====== Text excerpt ======

This raises the question of how one measures the strength of institutional multilateralism and its specific contribution to international security and development [11]. In the second half of the XX century the strength of multilateral institutions was routinely measured not by their ability to reach compromises among actors with diverging interests or to resolve difficult international problems (real disagreements among members were continuously suppressed in one way or another), but rather by the degree of their institutional development. In many ways institutional development including governance structure, financial stability, stakeholder engagement, compliance and accountability—was regarded as a goal in itself. Consequently, the international system favored well-developed organizational structures with multiple layers of bureaucracies, complicated decision-making procedures, systems of diverse linkages that allowed the participating actors to balance unilateral concessions in one field by getting compensations in another field. Those institutional arrangements looked like an optimal solution for a relatively static system with slow and mostly marginal changes affecting the global balance of powers.
Another important feature of XX century multilateral institutions was that most of them happened to be value-based. Of course, there were important exceptions (United Nations, CSCE, ASEAN, OIC, OAS, AU to name a few), but these exceptions were not in plenty. During the Cold War, with the world divided into two blocks opposing each other, multilateral arrangements and mechanisms implied commonality of fundamental values among participating parties. It was usually ‘us’ against ‘them’: multilateralism within blocks (NATO—Warsaw Pact, European Union—COMECON) seldom extended to relations between the blocks. Since the two blocks were almost completely separated from each other, the whole idea of ‘global commons’ had very limited meaning in the deeply divided world [12]. Needless to say, shared fundamental values within multilateral international institutions were a major facilitator in reaching compromises on divisive matters.

====== Extracted data ======

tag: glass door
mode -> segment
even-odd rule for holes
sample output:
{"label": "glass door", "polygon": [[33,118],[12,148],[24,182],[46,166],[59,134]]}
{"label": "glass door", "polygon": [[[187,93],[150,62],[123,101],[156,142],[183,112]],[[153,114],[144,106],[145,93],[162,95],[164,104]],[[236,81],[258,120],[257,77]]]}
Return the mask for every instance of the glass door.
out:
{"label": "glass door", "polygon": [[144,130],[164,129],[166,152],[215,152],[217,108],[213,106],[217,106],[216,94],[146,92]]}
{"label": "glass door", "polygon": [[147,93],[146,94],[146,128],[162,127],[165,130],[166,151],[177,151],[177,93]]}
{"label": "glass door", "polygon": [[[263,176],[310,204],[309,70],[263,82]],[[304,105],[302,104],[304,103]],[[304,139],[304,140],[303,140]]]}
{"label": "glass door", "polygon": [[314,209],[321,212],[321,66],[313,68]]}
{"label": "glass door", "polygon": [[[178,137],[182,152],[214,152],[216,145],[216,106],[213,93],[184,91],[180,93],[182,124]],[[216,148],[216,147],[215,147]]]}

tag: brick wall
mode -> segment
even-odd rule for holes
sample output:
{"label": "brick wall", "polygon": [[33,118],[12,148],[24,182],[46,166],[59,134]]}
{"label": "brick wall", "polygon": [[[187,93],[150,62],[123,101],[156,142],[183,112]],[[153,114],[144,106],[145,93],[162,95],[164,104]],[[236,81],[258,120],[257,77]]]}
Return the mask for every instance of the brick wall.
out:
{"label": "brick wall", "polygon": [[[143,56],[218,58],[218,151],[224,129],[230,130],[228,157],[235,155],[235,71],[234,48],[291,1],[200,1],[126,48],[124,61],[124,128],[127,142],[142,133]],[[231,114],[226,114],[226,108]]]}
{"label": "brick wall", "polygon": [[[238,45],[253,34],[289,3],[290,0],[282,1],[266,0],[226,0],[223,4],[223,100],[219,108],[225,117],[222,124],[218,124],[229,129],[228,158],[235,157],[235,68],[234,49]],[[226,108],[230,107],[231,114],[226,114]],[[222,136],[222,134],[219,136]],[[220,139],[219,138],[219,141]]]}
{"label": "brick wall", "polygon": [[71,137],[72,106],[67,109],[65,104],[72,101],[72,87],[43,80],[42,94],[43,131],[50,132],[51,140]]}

======

» Task requirements:
[1] Answer these questions from the text on multilateral institutions:
(a) In the second half of the XX century, what was the strength of multilateral institutions routinely measured by?
(b) During the Cold War, what did multilateral arrangements and mechanisms imply among participating parties?
(c) What does the text call a major facilitator in reaching compromises on divisive matters?
[2] Which organizations does the text on multilateral institutions name as exceptions to value-based XX century multilateral institutions? List them all.

» The results:
[1]
(a) The degree of their institutional development.
(b) Commonality of fundamental values.
(c) Shared fundamental values within multilateral international institutions.

[2] United Nations, CSCE, ASEAN, OIC, OAS, AU